* **TASK DESCRIPTION**
Print every line of the material below exactly, from the line containing "Pest-scouting request: point out the decorative" down through the end of the material, including both the first and last lines.

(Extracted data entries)
────────────────────

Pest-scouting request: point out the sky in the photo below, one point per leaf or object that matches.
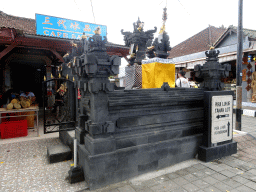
(185, 18)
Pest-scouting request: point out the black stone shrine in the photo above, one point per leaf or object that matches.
(125, 133)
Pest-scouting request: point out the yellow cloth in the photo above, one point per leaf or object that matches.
(155, 74)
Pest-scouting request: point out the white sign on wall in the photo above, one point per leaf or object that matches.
(222, 119)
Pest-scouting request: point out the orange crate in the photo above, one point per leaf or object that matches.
(14, 129)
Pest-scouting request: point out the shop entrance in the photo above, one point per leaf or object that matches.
(28, 77)
(59, 105)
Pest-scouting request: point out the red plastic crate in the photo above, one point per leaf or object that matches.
(14, 129)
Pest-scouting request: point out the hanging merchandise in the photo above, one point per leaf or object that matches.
(249, 74)
(78, 94)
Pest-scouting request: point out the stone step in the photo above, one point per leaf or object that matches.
(59, 153)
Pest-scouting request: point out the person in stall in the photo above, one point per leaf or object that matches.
(182, 81)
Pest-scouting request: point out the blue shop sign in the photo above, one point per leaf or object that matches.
(65, 28)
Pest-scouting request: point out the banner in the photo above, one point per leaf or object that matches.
(155, 74)
(65, 28)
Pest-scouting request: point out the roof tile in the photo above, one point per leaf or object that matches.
(197, 43)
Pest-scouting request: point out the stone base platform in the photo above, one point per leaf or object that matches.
(211, 153)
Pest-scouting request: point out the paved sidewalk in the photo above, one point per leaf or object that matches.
(24, 167)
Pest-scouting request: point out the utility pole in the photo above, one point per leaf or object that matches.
(239, 66)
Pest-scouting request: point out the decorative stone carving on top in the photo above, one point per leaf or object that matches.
(161, 45)
(138, 41)
(212, 71)
(95, 62)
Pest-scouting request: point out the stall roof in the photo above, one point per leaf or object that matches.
(27, 29)
(197, 43)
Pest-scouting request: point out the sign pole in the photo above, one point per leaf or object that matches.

────────────────────

* **SOLUTION TO THIS TASK**
Pest-scouting request: point out the decorative stone carving on top in the photo above, one point per leaf or object that matches.
(161, 45)
(138, 41)
(212, 71)
(95, 62)
Pest-scouting request: point out the stall roof in the photo above, one point per leaf or object that matches.
(27, 29)
(197, 43)
Pest-scouting request: point out the sign pole in the photo above, one point per leaf or object that matches.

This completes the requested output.